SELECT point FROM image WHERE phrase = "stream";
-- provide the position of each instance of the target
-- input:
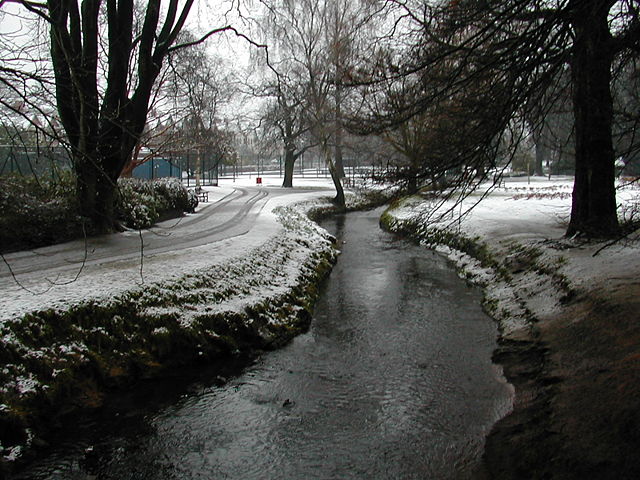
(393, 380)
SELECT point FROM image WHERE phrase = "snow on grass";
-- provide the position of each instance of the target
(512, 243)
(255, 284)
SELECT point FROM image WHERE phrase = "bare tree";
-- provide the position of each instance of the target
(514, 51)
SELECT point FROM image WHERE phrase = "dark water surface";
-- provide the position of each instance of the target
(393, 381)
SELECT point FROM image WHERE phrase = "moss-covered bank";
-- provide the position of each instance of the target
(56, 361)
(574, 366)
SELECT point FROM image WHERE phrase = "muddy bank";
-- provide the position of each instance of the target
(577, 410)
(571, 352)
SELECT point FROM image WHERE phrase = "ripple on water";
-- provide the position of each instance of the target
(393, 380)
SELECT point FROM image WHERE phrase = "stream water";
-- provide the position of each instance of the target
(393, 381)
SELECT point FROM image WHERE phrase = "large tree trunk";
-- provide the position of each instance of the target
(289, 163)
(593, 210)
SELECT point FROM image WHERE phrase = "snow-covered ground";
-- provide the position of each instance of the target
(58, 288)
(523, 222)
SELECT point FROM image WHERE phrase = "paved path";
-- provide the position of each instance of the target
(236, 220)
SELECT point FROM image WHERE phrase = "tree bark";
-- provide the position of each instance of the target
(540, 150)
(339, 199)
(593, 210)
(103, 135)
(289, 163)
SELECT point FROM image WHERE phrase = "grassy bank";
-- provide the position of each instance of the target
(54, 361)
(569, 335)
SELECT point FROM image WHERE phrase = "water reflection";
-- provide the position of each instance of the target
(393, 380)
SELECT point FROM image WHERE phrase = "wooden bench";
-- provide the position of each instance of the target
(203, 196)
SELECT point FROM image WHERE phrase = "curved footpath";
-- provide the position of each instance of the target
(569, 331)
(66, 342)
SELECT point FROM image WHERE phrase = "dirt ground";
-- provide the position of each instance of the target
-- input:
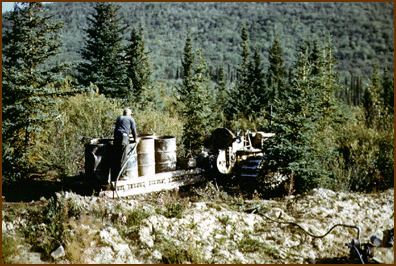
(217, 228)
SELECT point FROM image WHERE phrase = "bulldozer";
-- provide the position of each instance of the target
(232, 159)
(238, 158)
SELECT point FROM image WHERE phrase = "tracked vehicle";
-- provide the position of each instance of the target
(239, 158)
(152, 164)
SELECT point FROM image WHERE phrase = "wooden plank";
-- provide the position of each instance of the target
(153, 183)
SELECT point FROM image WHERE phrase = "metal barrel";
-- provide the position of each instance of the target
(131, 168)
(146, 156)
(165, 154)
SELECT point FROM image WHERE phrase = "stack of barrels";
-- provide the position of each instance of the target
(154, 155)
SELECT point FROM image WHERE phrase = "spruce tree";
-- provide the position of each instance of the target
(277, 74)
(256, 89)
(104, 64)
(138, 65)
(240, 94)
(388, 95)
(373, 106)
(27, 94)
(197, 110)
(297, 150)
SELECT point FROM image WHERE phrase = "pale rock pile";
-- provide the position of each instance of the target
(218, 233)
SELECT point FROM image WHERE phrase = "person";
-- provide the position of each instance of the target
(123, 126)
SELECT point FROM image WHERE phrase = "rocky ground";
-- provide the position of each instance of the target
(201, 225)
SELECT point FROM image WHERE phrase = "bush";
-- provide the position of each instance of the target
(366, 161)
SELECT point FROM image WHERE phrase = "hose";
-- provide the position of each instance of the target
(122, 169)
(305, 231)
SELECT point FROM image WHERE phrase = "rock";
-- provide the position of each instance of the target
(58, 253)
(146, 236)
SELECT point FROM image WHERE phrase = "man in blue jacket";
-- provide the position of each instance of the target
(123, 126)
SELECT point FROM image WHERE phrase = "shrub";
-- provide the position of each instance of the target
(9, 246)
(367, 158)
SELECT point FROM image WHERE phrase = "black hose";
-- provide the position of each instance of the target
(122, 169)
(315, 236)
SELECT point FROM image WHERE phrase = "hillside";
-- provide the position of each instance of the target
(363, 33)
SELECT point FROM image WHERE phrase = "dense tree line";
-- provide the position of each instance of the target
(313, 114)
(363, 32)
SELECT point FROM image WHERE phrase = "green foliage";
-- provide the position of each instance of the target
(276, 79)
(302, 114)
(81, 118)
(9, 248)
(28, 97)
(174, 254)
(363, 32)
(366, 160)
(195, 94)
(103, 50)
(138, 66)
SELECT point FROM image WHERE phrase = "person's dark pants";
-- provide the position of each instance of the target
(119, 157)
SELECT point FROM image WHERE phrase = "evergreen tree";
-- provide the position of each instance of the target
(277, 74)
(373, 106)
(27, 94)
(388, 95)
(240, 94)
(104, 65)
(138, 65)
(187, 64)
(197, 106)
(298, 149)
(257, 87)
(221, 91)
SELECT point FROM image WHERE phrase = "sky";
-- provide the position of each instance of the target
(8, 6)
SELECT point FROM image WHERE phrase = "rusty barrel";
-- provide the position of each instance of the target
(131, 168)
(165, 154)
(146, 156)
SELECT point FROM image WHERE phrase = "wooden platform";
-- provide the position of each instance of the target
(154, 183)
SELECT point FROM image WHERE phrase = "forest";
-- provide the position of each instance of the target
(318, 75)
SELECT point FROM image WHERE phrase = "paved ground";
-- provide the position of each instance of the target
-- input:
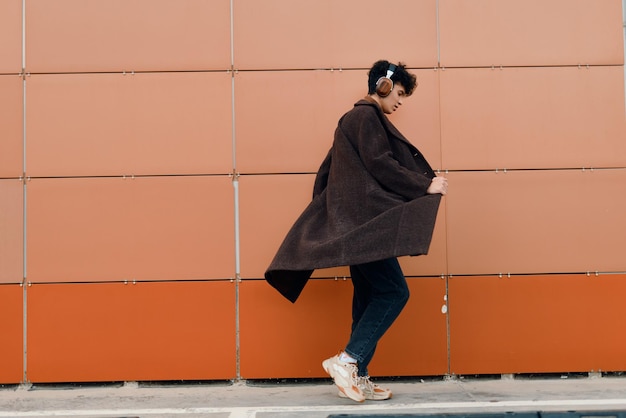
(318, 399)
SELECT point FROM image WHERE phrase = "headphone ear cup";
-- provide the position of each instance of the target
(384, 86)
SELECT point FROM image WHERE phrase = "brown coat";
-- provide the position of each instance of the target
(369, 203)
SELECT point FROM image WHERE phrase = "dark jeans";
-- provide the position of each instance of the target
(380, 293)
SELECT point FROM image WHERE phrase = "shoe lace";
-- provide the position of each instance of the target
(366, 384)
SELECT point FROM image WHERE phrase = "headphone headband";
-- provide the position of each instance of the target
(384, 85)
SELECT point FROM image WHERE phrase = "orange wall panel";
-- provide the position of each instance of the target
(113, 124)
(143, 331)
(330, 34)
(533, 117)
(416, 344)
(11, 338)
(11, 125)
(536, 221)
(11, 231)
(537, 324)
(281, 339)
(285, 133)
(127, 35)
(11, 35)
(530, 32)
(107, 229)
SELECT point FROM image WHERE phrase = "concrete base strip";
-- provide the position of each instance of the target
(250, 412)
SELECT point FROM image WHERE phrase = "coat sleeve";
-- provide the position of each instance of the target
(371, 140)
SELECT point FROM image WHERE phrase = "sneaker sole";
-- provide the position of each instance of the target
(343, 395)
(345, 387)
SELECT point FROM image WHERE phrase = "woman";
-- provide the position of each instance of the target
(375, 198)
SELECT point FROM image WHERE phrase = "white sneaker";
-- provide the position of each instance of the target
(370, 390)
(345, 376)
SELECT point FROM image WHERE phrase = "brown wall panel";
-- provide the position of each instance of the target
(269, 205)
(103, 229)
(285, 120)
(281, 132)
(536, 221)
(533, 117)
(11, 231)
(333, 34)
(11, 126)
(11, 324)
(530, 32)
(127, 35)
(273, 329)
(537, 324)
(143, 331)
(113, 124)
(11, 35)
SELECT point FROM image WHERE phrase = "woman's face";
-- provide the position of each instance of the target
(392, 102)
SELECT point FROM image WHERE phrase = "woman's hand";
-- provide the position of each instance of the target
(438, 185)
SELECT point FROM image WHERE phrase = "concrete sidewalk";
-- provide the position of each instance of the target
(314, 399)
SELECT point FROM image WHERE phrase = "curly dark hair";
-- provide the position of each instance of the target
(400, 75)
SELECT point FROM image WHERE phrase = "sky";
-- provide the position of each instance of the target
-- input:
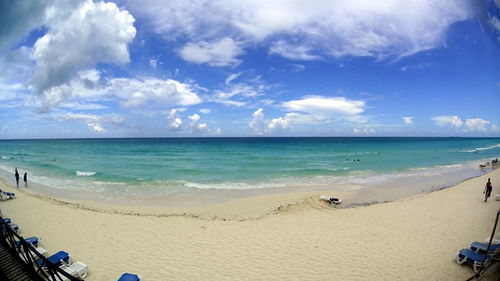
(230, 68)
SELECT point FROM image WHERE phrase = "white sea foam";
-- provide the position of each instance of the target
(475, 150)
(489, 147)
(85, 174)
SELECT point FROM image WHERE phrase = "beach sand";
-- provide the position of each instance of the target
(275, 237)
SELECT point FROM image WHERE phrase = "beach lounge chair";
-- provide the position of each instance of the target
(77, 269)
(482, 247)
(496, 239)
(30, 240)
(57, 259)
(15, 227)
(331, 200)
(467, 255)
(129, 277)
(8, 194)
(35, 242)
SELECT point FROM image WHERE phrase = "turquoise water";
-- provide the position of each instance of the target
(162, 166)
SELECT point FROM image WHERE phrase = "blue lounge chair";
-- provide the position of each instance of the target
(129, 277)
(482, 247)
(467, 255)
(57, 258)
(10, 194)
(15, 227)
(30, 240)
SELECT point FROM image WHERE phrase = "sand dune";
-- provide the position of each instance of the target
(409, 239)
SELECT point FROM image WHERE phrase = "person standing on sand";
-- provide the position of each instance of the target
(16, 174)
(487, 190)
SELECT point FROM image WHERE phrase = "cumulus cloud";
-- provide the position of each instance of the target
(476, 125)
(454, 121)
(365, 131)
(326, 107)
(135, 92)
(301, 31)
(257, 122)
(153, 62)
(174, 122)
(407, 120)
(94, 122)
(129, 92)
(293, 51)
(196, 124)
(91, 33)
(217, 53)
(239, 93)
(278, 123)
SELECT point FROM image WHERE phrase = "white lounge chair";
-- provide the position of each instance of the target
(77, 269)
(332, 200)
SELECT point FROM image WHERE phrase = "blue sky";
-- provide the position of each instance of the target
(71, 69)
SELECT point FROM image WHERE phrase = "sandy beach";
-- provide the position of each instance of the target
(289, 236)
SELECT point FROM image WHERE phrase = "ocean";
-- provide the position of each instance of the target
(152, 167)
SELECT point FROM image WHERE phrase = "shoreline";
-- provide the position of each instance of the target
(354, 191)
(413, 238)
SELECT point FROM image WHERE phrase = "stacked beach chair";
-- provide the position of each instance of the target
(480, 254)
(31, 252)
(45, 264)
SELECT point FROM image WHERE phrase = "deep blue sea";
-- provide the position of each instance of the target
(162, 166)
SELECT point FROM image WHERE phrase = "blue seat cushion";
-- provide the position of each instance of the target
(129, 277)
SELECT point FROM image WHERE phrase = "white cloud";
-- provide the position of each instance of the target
_ _ _ _
Count the lines of the records above that contain the string "wooden", with uppercase and lowercase letters treated as different. Reply with that number only.

3